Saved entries
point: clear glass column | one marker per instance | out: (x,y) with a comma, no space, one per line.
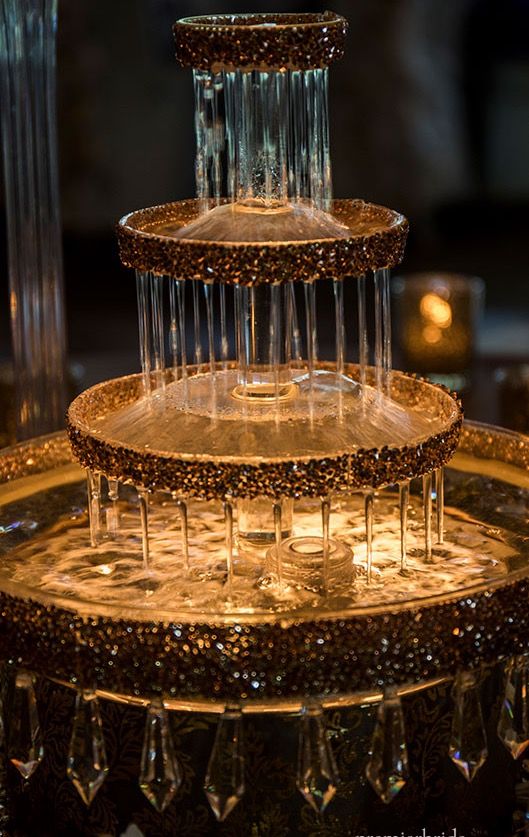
(27,77)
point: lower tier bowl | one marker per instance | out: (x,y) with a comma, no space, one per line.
(83,614)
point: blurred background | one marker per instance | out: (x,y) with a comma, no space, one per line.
(429,115)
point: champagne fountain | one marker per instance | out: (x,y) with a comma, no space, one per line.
(267,521)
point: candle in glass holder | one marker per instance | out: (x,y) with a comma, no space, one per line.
(437,317)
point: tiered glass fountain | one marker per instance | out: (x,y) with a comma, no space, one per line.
(268,530)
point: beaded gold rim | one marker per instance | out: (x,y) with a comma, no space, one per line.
(225,478)
(146,243)
(260,41)
(296,656)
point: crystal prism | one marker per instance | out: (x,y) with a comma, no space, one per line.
(224,783)
(513,724)
(468,740)
(161,774)
(387,768)
(317,774)
(25,748)
(87,761)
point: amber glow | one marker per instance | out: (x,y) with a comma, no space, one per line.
(437,311)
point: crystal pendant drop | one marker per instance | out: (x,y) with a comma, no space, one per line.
(468,740)
(87,761)
(513,724)
(387,768)
(161,774)
(224,783)
(25,749)
(317,774)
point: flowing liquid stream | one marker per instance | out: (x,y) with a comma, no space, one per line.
(196,561)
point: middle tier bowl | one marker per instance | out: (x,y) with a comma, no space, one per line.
(194,437)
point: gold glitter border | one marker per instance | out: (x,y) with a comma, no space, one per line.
(144,246)
(290,658)
(245,41)
(209,478)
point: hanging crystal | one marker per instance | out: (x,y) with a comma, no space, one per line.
(87,761)
(387,768)
(24,747)
(468,740)
(224,783)
(161,774)
(317,774)
(513,724)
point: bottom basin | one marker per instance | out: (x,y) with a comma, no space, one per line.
(77,612)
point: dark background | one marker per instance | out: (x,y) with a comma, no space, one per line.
(429,115)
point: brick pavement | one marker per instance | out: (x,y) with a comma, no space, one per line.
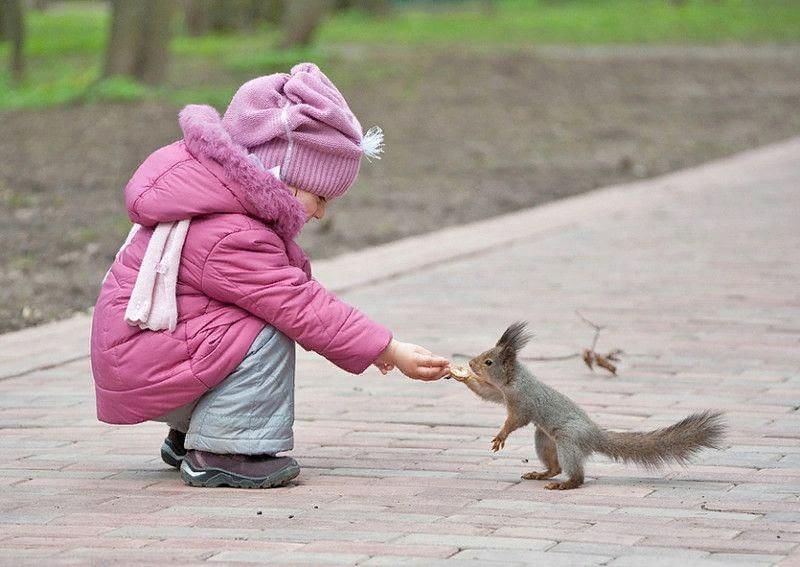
(695,274)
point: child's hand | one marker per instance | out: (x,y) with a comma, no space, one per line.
(412,360)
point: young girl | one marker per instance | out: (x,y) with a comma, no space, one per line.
(196,320)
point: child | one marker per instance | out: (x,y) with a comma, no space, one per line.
(196,320)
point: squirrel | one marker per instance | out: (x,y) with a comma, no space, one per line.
(565,435)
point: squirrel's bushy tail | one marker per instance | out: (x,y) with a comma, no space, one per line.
(677,443)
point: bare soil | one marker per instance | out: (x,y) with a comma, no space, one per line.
(469,134)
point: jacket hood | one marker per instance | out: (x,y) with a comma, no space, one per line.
(206,173)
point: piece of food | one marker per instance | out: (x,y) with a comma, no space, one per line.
(459,372)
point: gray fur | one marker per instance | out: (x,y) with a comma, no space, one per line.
(500,377)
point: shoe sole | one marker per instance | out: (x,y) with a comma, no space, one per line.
(169,456)
(213,478)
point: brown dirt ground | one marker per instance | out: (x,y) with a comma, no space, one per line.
(469,134)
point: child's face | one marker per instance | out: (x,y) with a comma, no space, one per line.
(315,206)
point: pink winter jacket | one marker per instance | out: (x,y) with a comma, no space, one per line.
(240,270)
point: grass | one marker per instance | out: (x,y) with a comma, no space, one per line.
(65,45)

• Task to complete: Make a word-for-word copy of the entries, without any pictures.

• Your response:
point: clear glass column | one marker per instance | out: (x,y) with a comma, no space, one per line.
(27,77)
point: lower tier bowl | one marker per instance | out: (x,y) with a comma, no space, one per line.
(83,614)
point: blurred background | one marker per instance | out: (x,y) with a comma, no space, one per line.
(429,115)
point: champagne fountain | one marker per instance | out: (x,y) with a comma, no space, one per line.
(267,521)
point: candle in glass holder | one marker per instance | out: (x,y) with a comma, no space, one per line.
(437,317)
point: tiered glass fountain | one marker per instance | out: (x,y) with a comma, no space, one per line.
(268,530)
point: beaded gold rim | one marker per instance | out: (x,y) with a comma, no space, one per line.
(225,478)
(146,243)
(260,41)
(296,656)
point: crystal prism | one marker per instance | out: (x,y) with a comma, no space, one per line.
(224,783)
(513,724)
(468,740)
(161,774)
(387,768)
(317,774)
(25,748)
(87,761)
point: amber glow | one marker per instance | out: (x,y) with a comma, no space, one per line.
(437,311)
point: crystal pendant drop | one marker per instance | out: (x,y) with a comma, no space, one per line.
(468,740)
(87,761)
(513,724)
(387,768)
(161,774)
(224,783)
(25,749)
(317,774)
point: flowing liquid stream | one marker per instance | out: (x,y) with a comma, no space, one per line.
(196,561)
point: middle tier bowl | one marker per instance | out: (x,y) with a comma, no space, one per line.
(194,437)
point: gold glitter border | one marker per instance | out: (x,y) with a comma, no space, one per line.
(144,246)
(290,658)
(245,41)
(209,478)
point: hanging crystal | one marker per instance | out: (x,y) with a comma, no space, one per line.
(87,761)
(387,768)
(24,747)
(468,740)
(224,783)
(161,774)
(317,774)
(513,724)
point: bottom basin | one marker per instance | out: (x,y) with a comma, no space, one per line.
(77,612)
point: dark background | one marker per instance | out: (x,y) with a comma, no space, one per line.
(429,115)
point: brick pavement | one marker per instance | out: (x,y) with a comma, no space, one per line.
(695,274)
point: child's hand | one marker per instance | out: (x,y) with a comma, no space, one per line.
(412,360)
point: young girl | one marker per instance | out: (x,y) with a comma, no space, one per line.
(196,320)
point: child | one marker per instance | out: (x,y) with a comma, no space, one per line.
(196,320)
point: squirrel | one marker per instance | out: (x,y) with a comma, no space, one per line.
(565,435)
point: squirrel's bushy tail | one marker per instance | out: (x,y) with a comma, no space, one per line.
(677,443)
point: bare soil | one marker per instance | out: (x,y) with a comma, no space, one per line.
(469,134)
point: jacket hood | one marker per instance | out: (x,y) with a comma, no space, one per line.
(206,173)
point: piece of food | one marker per instance | out: (x,y) with a comma, no space, one per line.
(459,372)
point: gray fur | one marker per instance | out: (x,y) with a comma, no space, one per line.
(500,377)
point: shoe sole | one marker per instance | out: (x,y) with a comma, no space, one per line.
(169,456)
(213,478)
point: brown dirt ground | one marker per instance | out: (x,y) with a comma, no space, one per line.
(469,134)
point: child's face | one marker per instance | out: (x,y) with a comma, no space, one per line.
(315,206)
point: pink winter jacket | one marker per instance | out: (x,y) with a comma, no space, one per line.
(240,270)
point: grass | one marker per instance | out: (x,y) with a comma, no space, one per line.
(65,45)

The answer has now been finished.